## What you have to do
Repeat the data in full. Drop every picture.

------ Records for this task

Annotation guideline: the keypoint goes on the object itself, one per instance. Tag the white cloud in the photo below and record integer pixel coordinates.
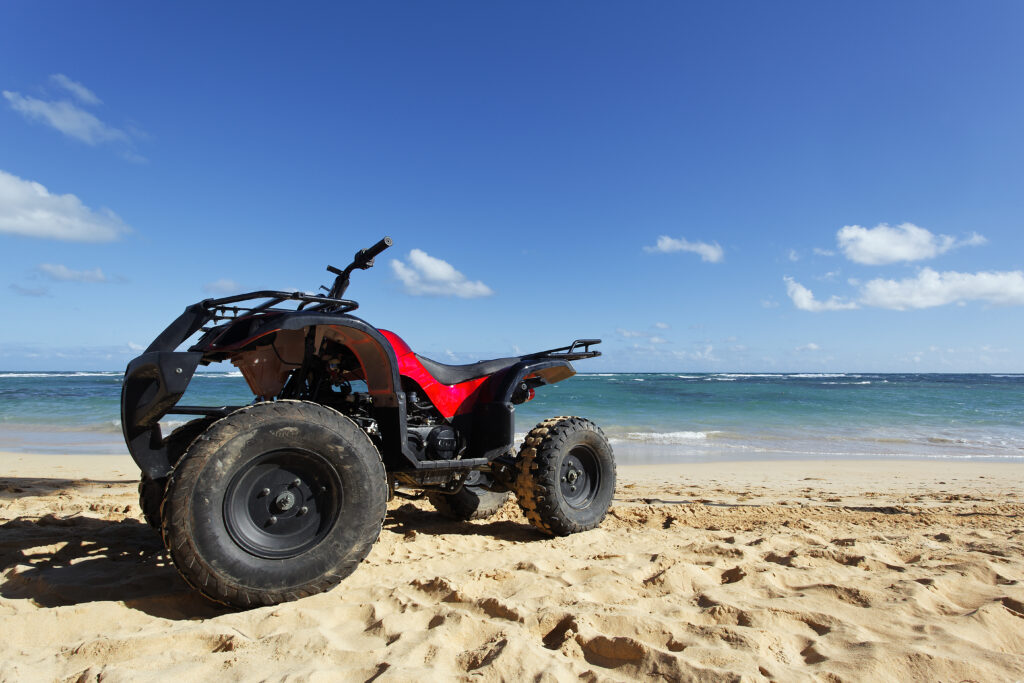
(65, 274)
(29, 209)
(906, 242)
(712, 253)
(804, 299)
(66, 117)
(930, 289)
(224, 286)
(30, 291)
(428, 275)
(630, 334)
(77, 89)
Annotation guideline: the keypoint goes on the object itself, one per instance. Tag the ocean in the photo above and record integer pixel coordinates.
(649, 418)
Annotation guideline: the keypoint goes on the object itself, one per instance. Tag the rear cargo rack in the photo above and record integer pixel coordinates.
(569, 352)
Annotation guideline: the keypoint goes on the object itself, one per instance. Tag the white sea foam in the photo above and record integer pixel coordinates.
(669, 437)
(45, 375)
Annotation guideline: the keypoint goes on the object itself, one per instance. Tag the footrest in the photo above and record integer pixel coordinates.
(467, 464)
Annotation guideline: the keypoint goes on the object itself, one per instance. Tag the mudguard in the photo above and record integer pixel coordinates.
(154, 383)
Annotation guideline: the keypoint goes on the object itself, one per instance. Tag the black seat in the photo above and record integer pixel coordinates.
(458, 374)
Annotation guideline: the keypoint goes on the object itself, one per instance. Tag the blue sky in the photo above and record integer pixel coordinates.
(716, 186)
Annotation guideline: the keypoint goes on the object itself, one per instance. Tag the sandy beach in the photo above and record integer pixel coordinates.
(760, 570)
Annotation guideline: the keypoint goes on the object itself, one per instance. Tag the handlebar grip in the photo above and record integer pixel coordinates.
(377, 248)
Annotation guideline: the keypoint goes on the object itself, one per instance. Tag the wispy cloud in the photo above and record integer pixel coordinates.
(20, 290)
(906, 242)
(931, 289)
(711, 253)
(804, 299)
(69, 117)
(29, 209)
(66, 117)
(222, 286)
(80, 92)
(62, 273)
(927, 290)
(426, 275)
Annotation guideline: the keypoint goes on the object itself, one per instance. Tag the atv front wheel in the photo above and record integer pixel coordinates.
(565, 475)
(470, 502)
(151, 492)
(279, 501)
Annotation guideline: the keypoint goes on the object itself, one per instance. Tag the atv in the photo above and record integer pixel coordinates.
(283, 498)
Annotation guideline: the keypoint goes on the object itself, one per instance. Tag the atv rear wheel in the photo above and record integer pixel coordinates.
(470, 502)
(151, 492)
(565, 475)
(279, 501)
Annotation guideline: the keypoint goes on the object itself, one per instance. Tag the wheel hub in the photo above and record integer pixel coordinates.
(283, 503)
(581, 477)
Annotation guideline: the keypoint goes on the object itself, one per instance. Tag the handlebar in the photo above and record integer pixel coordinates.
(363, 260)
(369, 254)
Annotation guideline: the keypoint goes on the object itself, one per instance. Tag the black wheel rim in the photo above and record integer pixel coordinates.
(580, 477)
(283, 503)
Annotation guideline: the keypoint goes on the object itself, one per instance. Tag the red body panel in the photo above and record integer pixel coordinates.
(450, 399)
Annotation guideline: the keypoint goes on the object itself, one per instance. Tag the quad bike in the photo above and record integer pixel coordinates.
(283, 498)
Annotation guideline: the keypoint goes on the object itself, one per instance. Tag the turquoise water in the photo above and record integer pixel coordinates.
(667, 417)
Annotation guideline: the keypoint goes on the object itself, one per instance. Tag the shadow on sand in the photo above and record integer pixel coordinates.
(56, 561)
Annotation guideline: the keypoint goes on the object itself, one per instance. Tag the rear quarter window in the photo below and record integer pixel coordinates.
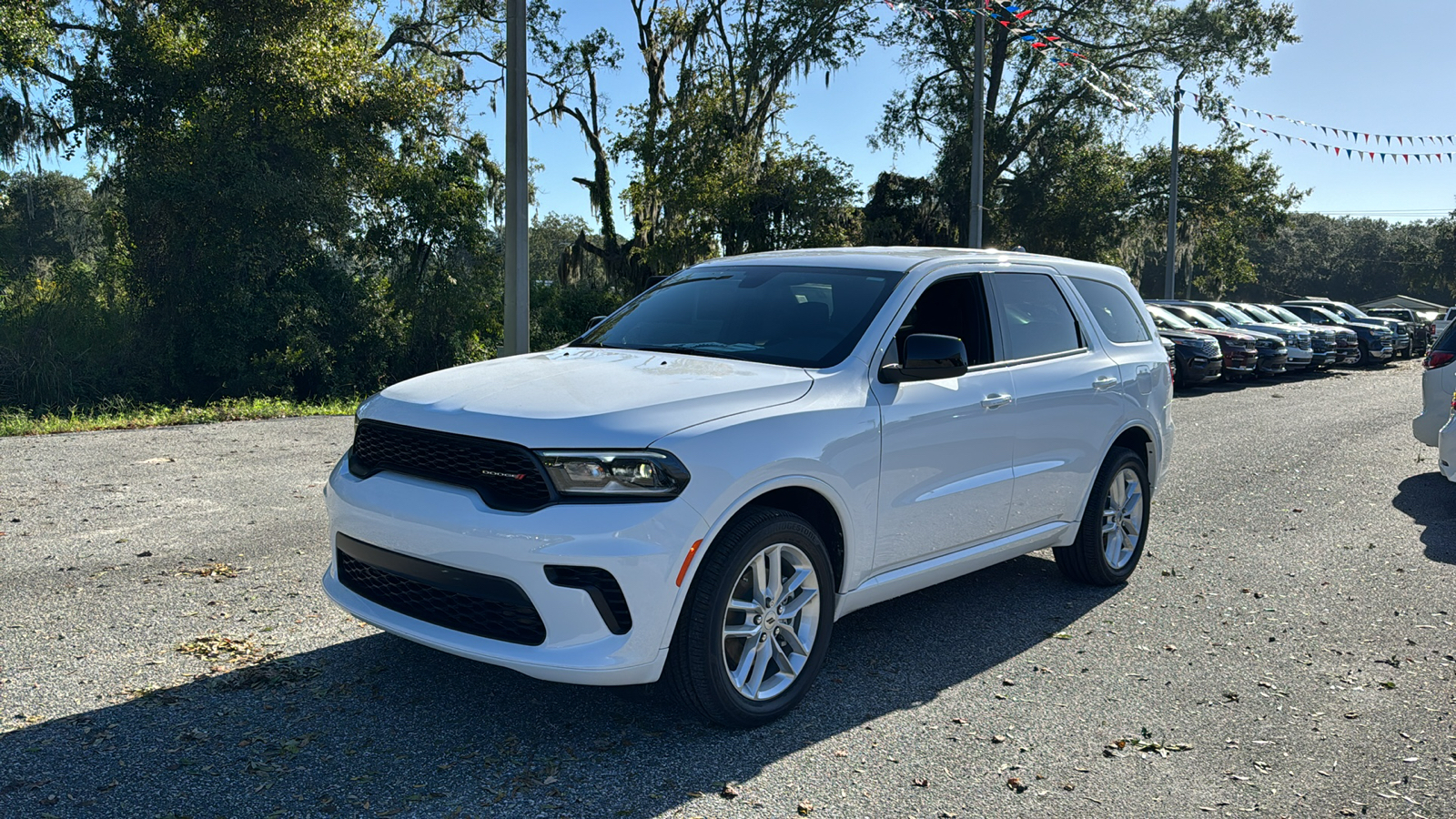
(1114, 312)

------------

## Answer space
Annotation guideline: the keypoint goes on the object itself, one per instance. Tag the white cloud in the photo below and record integer pixel coordinates.
(65, 274)
(29, 209)
(906, 242)
(712, 253)
(804, 299)
(66, 117)
(930, 289)
(224, 286)
(30, 291)
(428, 275)
(630, 334)
(77, 89)
Annotation guideline: the keypoint goes on the object itself, one per instance. Tag the ocean in the photo above and record integer pixel coordinates.
(649, 418)
Annotation guideline: the keypoint goes on the object itself, one per instance. Tag the rear cargo rack in the photo above and record integer pixel coordinates.
(569, 352)
Annotation guideline: the keypoint goes on the object itself, one per instance. Tag the white sea foam in the photo above and record integer pixel coordinates.
(669, 437)
(45, 375)
Annotation guideline: the keypoint goes on the object itself, one per instance. Tag the footrest in the photo above and record integer pixel coordinates.
(467, 464)
Annotation guideline: the keypoint goes on the object itself, one per instance. Tag the mudguard in the photo above and record integer pixel coordinates.
(154, 383)
Annotation guideline: the keypoint goes on the object itself, one per instance. Tag the black seat in the photo above and record integer pixel coordinates.
(458, 374)
Annotation guideline: the keypoint goes on the object itself, one per instance. Tag the blue sky in the photo above and record integer pixel coordinates.
(716, 186)
Annotation guideline: the keypoint goes on the object itself, one per instance. Tag the sandy beach in the photo above and record integer pixel coordinates.
(760, 570)
Annotation guideline: the keypoint goes on the object itself, one per instance. Tag the handlebar grip in the photo above and record integer pixel coordinates.
(377, 248)
Annotation guideline: the keypoint goes on the object itself, one per instance. Tag the wispy cloud in the photo above and record integer pixel coordinates.
(20, 290)
(906, 242)
(931, 289)
(711, 253)
(804, 299)
(69, 117)
(29, 209)
(66, 117)
(222, 286)
(80, 92)
(62, 273)
(927, 290)
(426, 275)
Annotation guideline: the keypoint goes on the object itself, one per instance. Tag the atv front wheel in the photo above and record integer pixel coordinates.
(565, 475)
(470, 502)
(151, 492)
(279, 501)
Annotation guideline: the keypoint goes on the object itself, one per instance. Tag the atv in the photo above and record integer pixel coordinates.
(283, 498)
Annotation guideline: the keypoint goes on the object itself, one per instance. Tag the atv rear wheel in the photo above and record integer pixel coordinates.
(470, 502)
(151, 492)
(565, 475)
(279, 501)
Annotation guideline: the keypoint goes on the object itself, one per instance. Tag the wheel hub in the photo above and record integer pixel coordinates.
(283, 503)
(581, 477)
Annotation guideline: the keypoint goes on the object itself, one per instance. Tag the handlebar in the photo above and record integer pixel coordinates.
(363, 260)
(369, 254)
Annotation guideline: the keypoint goes on the object itself, one per instance. Tag the black wheel rim in the photo above and record integer pixel coordinates.
(580, 477)
(283, 503)
Annotation guideline: the keypoint goes on the object itself, one per instance. Tag the red body panel in the photo above and record integer pixel coordinates.
(450, 399)
Annotation guideline: the keypoint goes on the object itself, one per instance. Tag the quad bike in the photo above and record integer pixel coordinates.
(283, 498)
Annotation guideline: the keypoint goes on the object itself, one per instance. Tag the turquoise water in the photo above and record integer pixel coordinates.
(667, 417)
Annotation guideline: the keypoint goes on the object itself, one per instance. Tag the shadow on sand in the photo above and record integer pixel coordinates.
(56, 561)
Annotation guideline: the keypoint goes on the object itself, one per instance. Tag the rear quarter window in the photo below and record integer pixel coordinates.
(1114, 312)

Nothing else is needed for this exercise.